**EXERCISE AIM**
The records that follow should be retyped word for word.

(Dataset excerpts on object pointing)
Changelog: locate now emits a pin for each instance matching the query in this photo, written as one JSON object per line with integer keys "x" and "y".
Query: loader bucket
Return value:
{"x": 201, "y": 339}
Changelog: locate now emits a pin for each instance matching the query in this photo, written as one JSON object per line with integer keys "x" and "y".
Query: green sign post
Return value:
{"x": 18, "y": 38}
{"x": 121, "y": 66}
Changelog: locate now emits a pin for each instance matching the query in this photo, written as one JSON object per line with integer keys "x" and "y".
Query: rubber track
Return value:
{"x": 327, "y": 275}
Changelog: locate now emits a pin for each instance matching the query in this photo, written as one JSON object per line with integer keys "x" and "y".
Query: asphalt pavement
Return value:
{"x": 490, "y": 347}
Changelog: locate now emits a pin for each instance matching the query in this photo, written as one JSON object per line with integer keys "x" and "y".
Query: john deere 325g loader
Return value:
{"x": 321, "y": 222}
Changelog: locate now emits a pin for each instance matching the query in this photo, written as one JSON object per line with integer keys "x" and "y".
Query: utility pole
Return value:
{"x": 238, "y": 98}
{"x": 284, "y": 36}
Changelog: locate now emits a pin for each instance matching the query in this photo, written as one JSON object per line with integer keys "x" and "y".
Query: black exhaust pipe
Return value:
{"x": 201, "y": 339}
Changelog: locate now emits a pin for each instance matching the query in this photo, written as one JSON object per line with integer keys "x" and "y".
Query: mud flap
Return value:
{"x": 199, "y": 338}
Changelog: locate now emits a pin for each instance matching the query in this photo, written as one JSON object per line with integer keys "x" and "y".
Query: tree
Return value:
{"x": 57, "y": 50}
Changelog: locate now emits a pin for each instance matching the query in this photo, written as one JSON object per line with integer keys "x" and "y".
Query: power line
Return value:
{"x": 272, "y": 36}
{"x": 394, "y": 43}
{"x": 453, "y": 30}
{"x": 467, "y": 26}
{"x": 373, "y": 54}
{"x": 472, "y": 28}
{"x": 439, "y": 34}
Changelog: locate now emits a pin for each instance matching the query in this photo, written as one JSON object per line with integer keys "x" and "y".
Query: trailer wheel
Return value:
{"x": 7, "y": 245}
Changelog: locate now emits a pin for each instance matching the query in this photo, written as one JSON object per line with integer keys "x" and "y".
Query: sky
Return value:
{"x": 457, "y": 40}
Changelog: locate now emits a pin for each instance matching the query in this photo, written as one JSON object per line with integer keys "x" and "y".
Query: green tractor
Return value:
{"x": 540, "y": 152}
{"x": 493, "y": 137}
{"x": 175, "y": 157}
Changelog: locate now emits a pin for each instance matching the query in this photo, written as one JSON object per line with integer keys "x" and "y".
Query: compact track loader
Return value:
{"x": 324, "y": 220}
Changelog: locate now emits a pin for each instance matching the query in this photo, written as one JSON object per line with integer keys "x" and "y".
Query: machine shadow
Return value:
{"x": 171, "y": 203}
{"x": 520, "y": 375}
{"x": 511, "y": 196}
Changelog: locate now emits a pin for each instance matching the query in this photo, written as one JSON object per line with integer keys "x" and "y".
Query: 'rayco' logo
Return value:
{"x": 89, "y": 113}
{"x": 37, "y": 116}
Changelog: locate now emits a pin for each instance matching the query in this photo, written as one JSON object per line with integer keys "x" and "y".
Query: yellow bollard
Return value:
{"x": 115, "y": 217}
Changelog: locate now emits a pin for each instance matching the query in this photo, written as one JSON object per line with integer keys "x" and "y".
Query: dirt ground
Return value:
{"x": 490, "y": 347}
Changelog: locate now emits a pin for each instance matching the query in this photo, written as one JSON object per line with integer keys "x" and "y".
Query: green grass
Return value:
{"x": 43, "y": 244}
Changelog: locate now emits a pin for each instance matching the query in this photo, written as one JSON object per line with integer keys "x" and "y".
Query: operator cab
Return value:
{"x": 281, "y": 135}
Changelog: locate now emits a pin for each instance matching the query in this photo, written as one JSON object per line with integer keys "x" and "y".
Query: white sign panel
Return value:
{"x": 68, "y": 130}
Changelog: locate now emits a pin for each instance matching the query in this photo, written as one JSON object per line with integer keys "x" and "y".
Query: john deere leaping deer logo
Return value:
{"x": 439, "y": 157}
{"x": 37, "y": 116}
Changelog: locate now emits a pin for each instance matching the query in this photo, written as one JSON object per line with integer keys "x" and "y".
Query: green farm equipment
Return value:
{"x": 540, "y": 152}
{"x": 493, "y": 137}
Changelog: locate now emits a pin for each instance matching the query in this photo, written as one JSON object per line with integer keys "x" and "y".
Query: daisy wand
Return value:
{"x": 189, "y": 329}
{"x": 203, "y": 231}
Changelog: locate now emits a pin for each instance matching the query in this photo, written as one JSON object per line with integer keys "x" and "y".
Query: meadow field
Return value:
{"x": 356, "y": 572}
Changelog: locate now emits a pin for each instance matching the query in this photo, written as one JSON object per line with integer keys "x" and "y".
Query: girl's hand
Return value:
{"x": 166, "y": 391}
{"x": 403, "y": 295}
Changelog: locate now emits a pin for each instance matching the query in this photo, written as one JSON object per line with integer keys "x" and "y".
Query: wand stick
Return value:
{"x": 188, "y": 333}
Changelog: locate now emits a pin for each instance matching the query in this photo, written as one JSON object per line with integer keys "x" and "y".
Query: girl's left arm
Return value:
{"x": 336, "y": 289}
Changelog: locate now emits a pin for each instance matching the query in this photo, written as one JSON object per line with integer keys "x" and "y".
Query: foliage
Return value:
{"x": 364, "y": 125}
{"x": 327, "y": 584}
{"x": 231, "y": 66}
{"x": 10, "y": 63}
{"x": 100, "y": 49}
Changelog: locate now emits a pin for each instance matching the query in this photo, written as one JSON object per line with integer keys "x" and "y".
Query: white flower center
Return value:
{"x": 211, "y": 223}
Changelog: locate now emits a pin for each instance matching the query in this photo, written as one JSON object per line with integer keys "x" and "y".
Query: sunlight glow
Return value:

**THE RESULT**
Changelog: locate now emits a pin for each instance matching the query in this photo, written as one JSON object per line with integer keys "x" and "y".
Query: loader bucket
Return value:
{"x": 201, "y": 339}
Changelog: locate now emits a pin for each instance matching the query in this photo, written as one JSON object per line with integer keys "x" and "y".
Query: green sign post
Return value:
{"x": 18, "y": 38}
{"x": 121, "y": 66}
Changelog: locate now emits a pin for each instance matching the query in this photo, written as one JSON object per line with integer keys "x" and "y".
Query: rubber track
Return value:
{"x": 327, "y": 275}
Changelog: locate now emits a pin for each instance matching the query in this photo, written as one JSON object per line with integer keys "x" and "y".
Query: asphalt pavement
Return value:
{"x": 490, "y": 347}
Changelog: locate now emits a pin for each instance matching the query in this photo, written as one JSON object per line with integer keys "x" and "y".
Query: john deere 325g loader
Return value:
{"x": 321, "y": 222}
Changelog: locate now emits a pin for each instance matching the query in this photo, written as one JSON object per line with integer keys "x" and "y".
Query: utility pole
Return value:
{"x": 238, "y": 98}
{"x": 284, "y": 36}
Changelog: locate now emits a pin for each instance matching the query in this photo, written as one JSON object per line with integer keys "x" and "y".
Query: black exhaust pipe
Return value:
{"x": 201, "y": 339}
Changelog: locate now emits a pin for each instance matching the query in this photo, written as one JSON object per line with integer keys "x" and "y".
Query: mud flap
Return value:
{"x": 199, "y": 338}
Changelog: locate now emits a pin for each instance matching the query in this photo, written as one JSON object per line with integer keys "x" and "y".
Query: tree
Return value:
{"x": 57, "y": 50}
Changelog: locate now emits a pin for each instance matching the query in this photo, written as one JSON object per line with integer keys "x" and "y".
Query: power line
Return value:
{"x": 272, "y": 36}
{"x": 394, "y": 43}
{"x": 453, "y": 30}
{"x": 467, "y": 26}
{"x": 373, "y": 54}
{"x": 472, "y": 28}
{"x": 439, "y": 34}
Changelog: locate now emits a pin for each instance matching the query in this photo, written as one JSON object per line with integer keys "x" and "y".
Query: trailer wheel
Return value:
{"x": 7, "y": 245}
Changelog: locate now emits a pin for each instance matching the query in this photo, written as one JSON object per line with integer keys "x" and "y".
Query: sky
Return value:
{"x": 457, "y": 40}
Changelog: locate now emits a pin for each instance matching the query in this photo, written as one JSON object per line with integer keys "x" and "y".
Query: green tractor
Return value:
{"x": 540, "y": 152}
{"x": 493, "y": 137}
{"x": 175, "y": 157}
Changelog: locate now emits a pin for each instance matching the query in this photo, written as one JSON object per line with integer keys "x" and "y".
Query: compact track loader
Return value:
{"x": 324, "y": 220}
Changelog: locate now emits a pin for each instance matching the query in this photo, written as one JSON object per line with integer keys "x" and "y".
Query: machine shadow
Return value:
{"x": 171, "y": 203}
{"x": 520, "y": 375}
{"x": 511, "y": 196}
Changelog: locate now emits a pin for each instance matching the query in this photo, written as one JSON object per line with integer keys "x" and "y".
Query: 'rayco' logo
Return value:
{"x": 89, "y": 113}
{"x": 37, "y": 116}
Changelog: locate now emits a pin for each instance matching the query in this photo, written as one JSON object per line with integer keys "x" and "y".
Query: yellow bollard
Return value:
{"x": 115, "y": 217}
Changelog: locate now emits a pin for each instance matching the query in this photo, written as one JSON object per line with integer keys "x" and "y".
Query: dirt ground
Return value:
{"x": 490, "y": 347}
Changelog: locate now emits a pin for each instance matching the query in this photo, written as one JSON object per line with integer keys "x" and "y".
Query: green grass
Return value:
{"x": 43, "y": 244}
Changelog: locate now emits a pin for each instance matching the query in this photo, written as one JSON object per line with integer keys "x" and "y".
Query: operator cab
Return value:
{"x": 281, "y": 135}
Changelog: locate now emits a pin for each instance matching the query in this photo, written as one JSON object per line with integer keys "x" and "y".
Query: white sign panel
Return value:
{"x": 68, "y": 130}
Changelog: locate now emits a pin for each instance matching the query in this photo, written as one JSON object per line with integer keys "x" and "y".
Query: john deere leaping deer logo
Return value:
{"x": 439, "y": 157}
{"x": 37, "y": 116}
Changelog: locate now emits a pin for each instance matching the query in this photo, written as one JSON object per line with integer keys "x" and "y".
Query: green farm equipment
Return value:
{"x": 540, "y": 152}
{"x": 493, "y": 137}
Changelog: locate now emits a pin for each instance matching the query in this photo, written as one JSON object per line with integer keys "x" and "y".
Query: daisy wand
Return value:
{"x": 189, "y": 329}
{"x": 203, "y": 231}
Changelog: locate now emits a pin for each instance matching the query in this photo, written as one JSON object per line with integer keys "x" and "y".
Query: meadow field
Return value:
{"x": 356, "y": 572}
Changelog: locate now emits a pin for each instance matching the query in this photo, written as one JSON object per line with integer keys "x" and "y".
Query: girl's hand
Return value:
{"x": 166, "y": 391}
{"x": 403, "y": 295}
Changelog: locate now emits a pin for each instance matching the query in this photo, written as one JSON object per line with integer keys "x" and "y".
Query: wand stick
Return value:
{"x": 188, "y": 333}
Changelog: locate now emits a pin for each instance matching the query in this photo, written as one JSON object per line with integer keys "x" and "y".
Query: girl's left arm
Return value:
{"x": 336, "y": 289}
Changelog: locate now emits a pin for each instance matching the query in this photo, written as one JSON object per line with integer keys "x" and "y".
Query: foliage
Return value:
{"x": 364, "y": 125}
{"x": 327, "y": 584}
{"x": 231, "y": 66}
{"x": 10, "y": 63}
{"x": 100, "y": 49}
Changelog: locate now emits a pin for each instance matching the query in this photo, written as one JSON object per line with integer keys "x" and "y".
Query: white flower center
Return value:
{"x": 211, "y": 223}
Changelog: locate now emits a pin for each instance matching the query in this photo, written as one JSON object per line with integer keys "x" and "y".
Query: sunlight glow
Return value:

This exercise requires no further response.